*Stated task 1*
Answer these questions about the talk on the crisis of journalism:
(a) In what city was Ed Fouhy a bureau chief for CBS News?
(b) On what date did he give the survey?
(c) How many reporters work on the Stateline.org staff?
*Stated task 2*
Copy out a passage from the talk on the crisis of journalism, beginning at the words "My message this" and stopping after "the economic recession.". Rename every "message" in it as "argument".

For decades Ed Fouhy was a media journalist working in the mainstream media. He covered the civil rights struggle in the South, Watergate and was Saigon bureau chief for CBS News at the height of the Viet Nam war. Along the way he won five national Emmys. In 1999 he shifted to web-based news, founding the online news service Stateline.org which covers policy and politics in the fifty states. On March 31, 2010 he gave the following survey of the crisis of journalism today for the Center for Global Justice.
Good morning and thank you for coming. My name is Ed Fouhy and today I’m going to talk about journalism — the world of news where I lived – very happily I might add – for 45 years. As you heard in the introduction I’ve worked in newspapers, television, radio and for the last ten years in online journalism.
My message this morning is a simple one: The economic foundation on which quality journalism rests has been destroyed and why you should care that it has been destroyed.
I brought you that message last year when you were kind enough to invite me to speak here. I painted a gloomy picture, some may recall. Turns out I underestimated how bad it was. Since then the decline in the economics of the news business has been accelerated by the economic recession.
But there are signs that something new and perhaps better than the system we had before might be emerging and we’ll look at that and meet a few of the people who may be inventing the future of journalism.
Let me start by describing my own transition from traditional journalism to the new system struggling to be born. I founded a news web site 11 years ago called Stateline.org. It focuses on public policy developments and politics in the fifty state capitals. It’s written and edited in Washington by a staff of five reporters and two editors; and it also aggregates newspaper coverage of state houses in all 50 states. It was created when state house news coverage began to go down hill.

Coordinate annotation records:
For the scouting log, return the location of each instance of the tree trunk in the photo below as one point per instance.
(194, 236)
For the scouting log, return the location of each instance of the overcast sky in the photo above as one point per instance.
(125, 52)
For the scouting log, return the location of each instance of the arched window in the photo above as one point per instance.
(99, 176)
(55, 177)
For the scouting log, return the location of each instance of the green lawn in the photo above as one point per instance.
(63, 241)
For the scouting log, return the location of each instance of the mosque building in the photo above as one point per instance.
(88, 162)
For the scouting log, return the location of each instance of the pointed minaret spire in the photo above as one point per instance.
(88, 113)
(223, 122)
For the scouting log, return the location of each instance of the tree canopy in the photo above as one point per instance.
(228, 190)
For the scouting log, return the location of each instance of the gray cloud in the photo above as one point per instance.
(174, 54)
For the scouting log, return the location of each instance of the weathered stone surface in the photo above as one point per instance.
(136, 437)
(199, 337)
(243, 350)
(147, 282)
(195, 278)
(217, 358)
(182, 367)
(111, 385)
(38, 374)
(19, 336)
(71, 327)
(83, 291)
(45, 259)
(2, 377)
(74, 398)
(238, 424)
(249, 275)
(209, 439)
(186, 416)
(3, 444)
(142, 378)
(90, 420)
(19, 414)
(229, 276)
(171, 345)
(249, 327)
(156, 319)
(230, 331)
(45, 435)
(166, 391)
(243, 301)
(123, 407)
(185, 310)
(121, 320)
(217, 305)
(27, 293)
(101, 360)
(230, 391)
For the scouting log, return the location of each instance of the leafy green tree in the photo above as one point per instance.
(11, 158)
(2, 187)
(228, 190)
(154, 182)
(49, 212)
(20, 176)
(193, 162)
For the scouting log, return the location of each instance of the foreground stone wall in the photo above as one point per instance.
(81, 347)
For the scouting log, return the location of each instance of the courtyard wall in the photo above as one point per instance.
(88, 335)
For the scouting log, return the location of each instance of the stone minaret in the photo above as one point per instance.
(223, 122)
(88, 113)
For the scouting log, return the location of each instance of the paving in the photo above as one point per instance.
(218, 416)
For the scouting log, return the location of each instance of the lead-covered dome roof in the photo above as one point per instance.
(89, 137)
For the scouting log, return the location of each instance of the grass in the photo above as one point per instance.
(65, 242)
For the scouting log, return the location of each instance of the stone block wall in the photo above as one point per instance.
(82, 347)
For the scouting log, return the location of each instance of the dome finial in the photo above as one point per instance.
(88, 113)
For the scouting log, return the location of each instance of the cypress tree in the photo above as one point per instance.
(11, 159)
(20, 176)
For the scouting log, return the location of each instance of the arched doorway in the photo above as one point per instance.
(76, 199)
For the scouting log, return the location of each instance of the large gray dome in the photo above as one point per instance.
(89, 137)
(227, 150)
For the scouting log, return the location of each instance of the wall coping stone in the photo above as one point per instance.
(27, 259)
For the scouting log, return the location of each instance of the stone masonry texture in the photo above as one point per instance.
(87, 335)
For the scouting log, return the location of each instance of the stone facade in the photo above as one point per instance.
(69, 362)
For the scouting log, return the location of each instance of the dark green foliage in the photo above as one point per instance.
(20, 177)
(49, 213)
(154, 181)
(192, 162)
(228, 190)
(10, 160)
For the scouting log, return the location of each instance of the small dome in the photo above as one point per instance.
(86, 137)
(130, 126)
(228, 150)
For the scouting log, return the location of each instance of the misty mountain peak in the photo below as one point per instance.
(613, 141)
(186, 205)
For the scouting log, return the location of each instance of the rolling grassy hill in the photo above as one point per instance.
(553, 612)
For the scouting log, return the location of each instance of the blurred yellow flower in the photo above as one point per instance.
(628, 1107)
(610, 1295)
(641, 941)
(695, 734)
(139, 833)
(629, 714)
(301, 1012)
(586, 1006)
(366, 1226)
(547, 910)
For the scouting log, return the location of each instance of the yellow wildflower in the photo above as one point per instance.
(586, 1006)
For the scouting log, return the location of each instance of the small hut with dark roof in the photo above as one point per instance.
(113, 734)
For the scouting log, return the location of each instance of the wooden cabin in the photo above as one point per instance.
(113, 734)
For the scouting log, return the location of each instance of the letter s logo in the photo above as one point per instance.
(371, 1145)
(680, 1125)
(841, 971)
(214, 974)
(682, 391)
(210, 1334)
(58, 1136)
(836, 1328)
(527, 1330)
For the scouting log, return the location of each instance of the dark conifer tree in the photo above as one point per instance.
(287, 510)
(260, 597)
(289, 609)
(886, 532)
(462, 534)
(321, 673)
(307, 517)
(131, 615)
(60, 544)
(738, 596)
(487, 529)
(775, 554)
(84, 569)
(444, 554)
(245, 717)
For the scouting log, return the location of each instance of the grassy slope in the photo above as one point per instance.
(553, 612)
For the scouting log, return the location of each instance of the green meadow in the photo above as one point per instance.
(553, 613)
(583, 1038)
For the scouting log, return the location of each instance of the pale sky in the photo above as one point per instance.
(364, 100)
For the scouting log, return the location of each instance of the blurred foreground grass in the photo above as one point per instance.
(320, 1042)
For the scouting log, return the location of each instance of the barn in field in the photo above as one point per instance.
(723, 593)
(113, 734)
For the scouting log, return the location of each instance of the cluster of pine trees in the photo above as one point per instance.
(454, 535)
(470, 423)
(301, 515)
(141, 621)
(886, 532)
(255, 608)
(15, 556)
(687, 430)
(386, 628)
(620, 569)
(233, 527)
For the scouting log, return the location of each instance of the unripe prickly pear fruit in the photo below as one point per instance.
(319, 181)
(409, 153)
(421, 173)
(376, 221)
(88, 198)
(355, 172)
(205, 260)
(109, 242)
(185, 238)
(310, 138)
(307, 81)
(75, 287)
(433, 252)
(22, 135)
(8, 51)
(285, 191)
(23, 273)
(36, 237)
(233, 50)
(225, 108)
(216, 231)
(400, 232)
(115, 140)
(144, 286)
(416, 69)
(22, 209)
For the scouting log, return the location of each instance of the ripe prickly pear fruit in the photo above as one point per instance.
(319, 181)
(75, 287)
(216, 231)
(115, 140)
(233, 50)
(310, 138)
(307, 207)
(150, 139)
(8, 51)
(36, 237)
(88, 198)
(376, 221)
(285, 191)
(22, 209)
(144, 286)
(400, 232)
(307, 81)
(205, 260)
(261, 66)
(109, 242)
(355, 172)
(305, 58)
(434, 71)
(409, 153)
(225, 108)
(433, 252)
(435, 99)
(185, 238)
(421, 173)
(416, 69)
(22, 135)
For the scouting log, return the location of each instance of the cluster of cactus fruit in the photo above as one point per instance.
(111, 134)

==

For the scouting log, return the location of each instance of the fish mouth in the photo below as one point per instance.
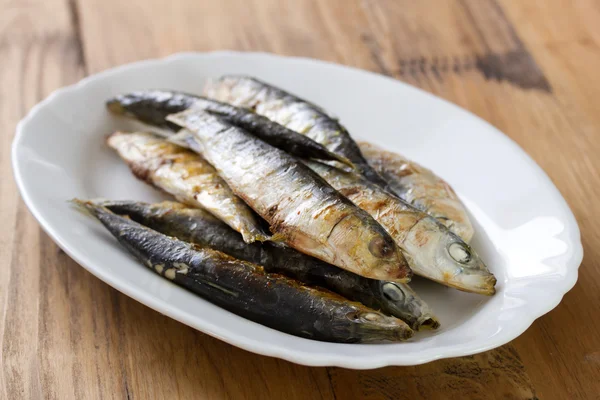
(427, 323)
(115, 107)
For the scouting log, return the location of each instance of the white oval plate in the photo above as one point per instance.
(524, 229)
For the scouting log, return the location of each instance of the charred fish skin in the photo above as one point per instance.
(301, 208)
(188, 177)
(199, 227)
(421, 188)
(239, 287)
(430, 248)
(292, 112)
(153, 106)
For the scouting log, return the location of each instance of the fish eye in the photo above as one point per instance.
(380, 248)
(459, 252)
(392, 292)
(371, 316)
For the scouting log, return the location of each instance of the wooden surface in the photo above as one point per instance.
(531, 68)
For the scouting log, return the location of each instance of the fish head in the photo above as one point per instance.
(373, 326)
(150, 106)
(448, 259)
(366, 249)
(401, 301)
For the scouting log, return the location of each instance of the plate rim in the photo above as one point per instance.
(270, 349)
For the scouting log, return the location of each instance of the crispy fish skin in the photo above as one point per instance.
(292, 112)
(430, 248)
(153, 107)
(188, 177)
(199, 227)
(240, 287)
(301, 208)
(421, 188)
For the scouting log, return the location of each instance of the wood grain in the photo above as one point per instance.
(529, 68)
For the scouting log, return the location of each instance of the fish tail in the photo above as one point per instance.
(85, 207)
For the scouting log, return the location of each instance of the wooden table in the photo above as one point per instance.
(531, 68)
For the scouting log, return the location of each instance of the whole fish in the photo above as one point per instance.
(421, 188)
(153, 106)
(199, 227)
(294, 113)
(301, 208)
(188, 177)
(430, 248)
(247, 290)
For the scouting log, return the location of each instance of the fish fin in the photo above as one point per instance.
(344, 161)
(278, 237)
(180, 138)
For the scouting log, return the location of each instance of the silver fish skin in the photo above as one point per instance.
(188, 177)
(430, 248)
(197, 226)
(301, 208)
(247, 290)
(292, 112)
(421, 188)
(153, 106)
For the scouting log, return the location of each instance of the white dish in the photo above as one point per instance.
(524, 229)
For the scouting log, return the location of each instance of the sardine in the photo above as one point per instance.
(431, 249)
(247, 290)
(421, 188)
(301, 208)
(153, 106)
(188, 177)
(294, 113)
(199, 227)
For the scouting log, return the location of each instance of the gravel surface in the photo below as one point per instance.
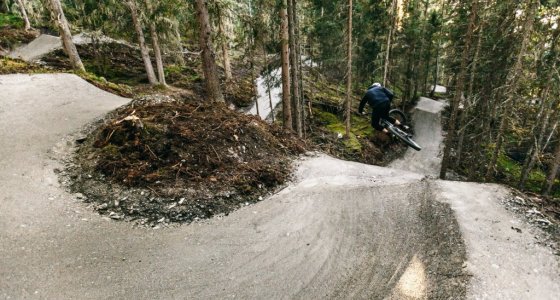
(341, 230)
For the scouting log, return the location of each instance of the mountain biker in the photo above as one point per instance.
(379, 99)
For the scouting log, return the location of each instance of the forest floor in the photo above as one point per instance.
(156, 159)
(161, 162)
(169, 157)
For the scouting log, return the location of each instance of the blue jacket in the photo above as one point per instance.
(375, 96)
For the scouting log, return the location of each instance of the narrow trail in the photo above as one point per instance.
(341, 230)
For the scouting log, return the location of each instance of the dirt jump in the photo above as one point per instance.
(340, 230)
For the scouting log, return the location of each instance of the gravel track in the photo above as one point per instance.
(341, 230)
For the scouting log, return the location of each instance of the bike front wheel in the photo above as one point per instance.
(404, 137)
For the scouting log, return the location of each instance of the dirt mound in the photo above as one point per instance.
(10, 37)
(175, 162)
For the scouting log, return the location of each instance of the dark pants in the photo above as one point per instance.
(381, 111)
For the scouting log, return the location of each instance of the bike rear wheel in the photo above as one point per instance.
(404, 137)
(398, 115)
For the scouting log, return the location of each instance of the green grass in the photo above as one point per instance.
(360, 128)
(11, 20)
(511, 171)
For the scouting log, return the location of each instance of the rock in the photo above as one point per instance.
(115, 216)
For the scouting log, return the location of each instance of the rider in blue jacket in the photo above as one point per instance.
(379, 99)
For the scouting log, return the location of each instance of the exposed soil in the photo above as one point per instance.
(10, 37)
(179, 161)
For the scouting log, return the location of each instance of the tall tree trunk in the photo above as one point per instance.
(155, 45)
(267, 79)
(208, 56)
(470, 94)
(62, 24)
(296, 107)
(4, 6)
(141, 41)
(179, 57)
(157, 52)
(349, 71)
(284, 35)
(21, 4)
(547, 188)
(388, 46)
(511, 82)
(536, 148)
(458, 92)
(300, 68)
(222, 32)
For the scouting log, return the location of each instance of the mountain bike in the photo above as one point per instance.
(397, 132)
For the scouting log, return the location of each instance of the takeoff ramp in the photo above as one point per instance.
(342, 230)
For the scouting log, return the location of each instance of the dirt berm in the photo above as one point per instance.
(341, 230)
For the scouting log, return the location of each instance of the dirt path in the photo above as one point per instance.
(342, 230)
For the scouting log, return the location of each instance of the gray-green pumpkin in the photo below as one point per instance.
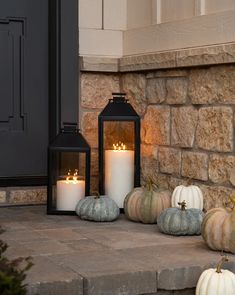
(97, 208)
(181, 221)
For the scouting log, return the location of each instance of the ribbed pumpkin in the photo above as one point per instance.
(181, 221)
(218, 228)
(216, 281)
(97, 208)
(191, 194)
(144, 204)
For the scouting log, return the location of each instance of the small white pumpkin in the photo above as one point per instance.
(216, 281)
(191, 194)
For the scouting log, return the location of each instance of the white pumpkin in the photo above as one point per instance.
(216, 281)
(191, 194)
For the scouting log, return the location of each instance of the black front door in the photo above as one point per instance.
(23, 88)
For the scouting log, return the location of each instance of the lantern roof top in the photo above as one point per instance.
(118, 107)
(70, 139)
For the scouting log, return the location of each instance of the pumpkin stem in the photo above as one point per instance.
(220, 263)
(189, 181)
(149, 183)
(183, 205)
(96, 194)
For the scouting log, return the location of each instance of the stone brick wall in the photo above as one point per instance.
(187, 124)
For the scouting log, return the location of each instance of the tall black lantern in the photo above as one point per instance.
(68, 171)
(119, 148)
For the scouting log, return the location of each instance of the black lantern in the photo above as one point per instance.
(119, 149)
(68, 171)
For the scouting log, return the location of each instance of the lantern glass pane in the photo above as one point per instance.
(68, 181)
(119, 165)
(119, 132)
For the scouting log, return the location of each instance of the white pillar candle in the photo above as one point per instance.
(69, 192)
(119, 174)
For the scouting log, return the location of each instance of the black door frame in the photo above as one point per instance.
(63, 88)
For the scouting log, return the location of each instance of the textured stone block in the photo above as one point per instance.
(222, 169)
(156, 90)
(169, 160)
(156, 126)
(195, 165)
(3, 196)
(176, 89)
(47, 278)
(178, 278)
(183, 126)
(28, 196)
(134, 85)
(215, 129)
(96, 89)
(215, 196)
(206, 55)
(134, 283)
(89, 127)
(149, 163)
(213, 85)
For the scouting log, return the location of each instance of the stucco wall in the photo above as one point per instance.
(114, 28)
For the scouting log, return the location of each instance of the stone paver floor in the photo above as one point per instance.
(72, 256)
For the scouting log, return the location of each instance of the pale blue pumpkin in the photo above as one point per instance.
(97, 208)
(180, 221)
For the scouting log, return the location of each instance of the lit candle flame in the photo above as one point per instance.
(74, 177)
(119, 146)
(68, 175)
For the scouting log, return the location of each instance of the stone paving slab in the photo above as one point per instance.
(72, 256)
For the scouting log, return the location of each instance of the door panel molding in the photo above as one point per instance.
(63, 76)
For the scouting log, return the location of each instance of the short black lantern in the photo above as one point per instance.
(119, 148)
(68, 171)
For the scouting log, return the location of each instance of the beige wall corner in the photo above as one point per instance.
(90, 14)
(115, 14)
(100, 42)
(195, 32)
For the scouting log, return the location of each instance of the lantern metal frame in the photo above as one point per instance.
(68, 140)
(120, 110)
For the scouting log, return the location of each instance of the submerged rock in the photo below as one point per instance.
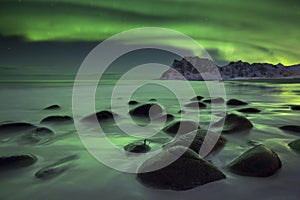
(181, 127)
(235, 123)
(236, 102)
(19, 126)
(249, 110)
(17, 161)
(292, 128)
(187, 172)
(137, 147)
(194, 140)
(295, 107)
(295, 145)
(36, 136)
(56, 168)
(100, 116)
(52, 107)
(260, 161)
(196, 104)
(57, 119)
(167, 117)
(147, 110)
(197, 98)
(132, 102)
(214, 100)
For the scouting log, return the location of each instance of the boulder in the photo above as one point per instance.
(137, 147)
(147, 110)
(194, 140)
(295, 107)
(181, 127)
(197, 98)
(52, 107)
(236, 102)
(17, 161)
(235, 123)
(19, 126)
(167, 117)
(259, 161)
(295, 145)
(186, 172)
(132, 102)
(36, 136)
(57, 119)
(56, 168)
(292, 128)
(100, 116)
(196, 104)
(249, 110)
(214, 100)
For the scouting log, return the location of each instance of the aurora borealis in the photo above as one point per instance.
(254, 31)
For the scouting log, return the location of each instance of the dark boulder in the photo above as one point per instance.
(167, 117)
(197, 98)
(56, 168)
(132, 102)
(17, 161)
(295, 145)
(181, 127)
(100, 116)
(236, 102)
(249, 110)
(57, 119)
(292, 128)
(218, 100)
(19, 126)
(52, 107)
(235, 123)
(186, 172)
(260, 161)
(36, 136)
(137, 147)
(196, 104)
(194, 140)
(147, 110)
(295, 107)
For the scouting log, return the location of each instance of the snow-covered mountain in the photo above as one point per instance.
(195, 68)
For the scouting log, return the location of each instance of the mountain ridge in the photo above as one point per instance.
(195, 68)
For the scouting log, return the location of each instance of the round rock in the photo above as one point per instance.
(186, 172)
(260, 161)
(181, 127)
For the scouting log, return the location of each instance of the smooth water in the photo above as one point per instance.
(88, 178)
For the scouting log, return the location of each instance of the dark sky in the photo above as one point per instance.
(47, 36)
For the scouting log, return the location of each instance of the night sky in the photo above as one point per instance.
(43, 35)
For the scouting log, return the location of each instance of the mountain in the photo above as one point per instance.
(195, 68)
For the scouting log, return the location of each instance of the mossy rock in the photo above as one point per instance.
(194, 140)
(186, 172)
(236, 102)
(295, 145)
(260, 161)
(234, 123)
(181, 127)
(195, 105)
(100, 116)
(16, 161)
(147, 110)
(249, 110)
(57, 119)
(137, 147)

* * *

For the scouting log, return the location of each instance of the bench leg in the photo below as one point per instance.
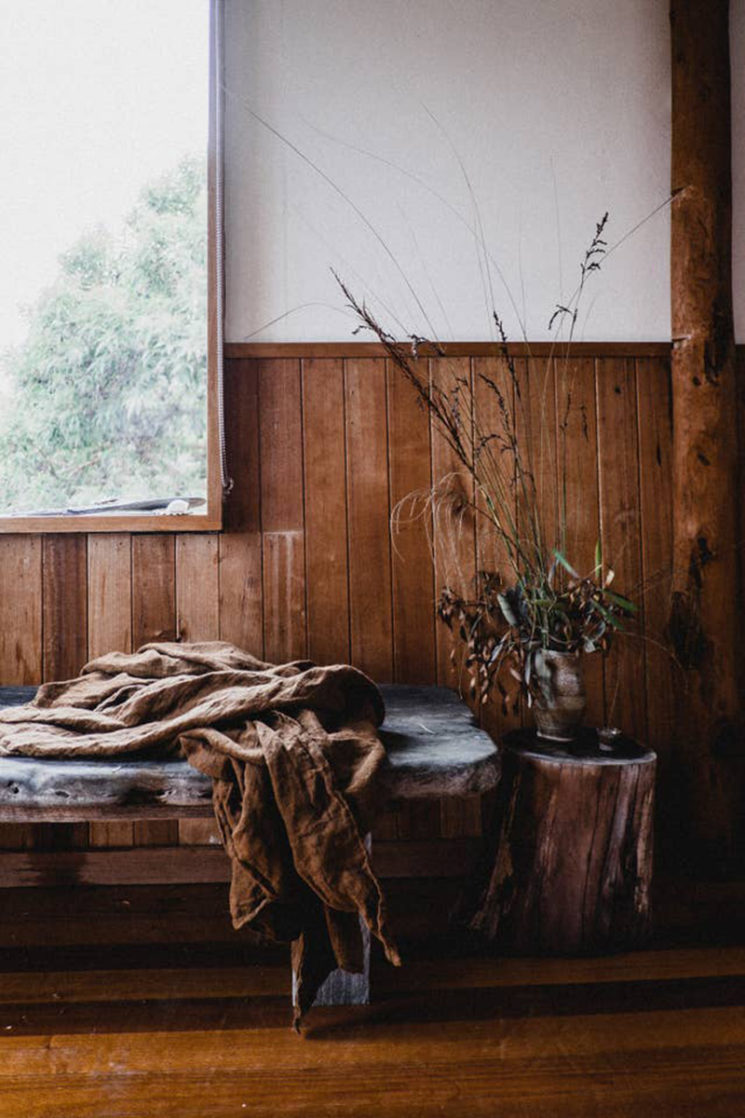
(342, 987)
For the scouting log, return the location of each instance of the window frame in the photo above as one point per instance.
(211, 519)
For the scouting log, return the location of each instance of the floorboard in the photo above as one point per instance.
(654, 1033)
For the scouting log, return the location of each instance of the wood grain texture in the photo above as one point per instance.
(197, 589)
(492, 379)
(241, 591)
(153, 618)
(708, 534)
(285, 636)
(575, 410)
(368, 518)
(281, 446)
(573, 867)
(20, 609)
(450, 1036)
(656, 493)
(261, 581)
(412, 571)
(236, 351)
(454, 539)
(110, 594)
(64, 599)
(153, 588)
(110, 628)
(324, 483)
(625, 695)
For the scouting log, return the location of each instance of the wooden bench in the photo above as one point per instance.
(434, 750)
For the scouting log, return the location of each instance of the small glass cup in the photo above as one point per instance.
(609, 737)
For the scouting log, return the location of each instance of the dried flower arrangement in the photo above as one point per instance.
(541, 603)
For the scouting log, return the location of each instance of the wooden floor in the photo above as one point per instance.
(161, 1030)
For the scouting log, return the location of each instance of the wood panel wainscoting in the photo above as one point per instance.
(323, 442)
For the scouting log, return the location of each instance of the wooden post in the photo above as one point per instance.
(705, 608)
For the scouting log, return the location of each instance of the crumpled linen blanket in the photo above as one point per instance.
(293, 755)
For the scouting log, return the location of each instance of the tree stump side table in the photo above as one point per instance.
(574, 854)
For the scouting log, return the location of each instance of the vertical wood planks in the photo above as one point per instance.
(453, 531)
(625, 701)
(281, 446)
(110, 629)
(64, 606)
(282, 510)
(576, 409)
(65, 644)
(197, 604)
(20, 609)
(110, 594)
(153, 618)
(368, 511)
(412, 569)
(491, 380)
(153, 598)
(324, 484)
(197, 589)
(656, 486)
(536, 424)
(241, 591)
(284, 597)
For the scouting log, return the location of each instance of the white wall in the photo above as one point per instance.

*Final answer 1*
(a) Saigon
(b) March 31, 2010
(c) Five

*Final answer 2*
My argument this morning is a simple one: The economic foundation on which quality journalism rests has been destroyed and why you should care that it has been destroyed.
I brought you that argument last year when you were kind enough to invite me to speak here. I painted a gloomy picture, some may recall. Turns out I underestimated how bad it was. Since then the decline in the economics of the news business has been accelerated by the economic recession.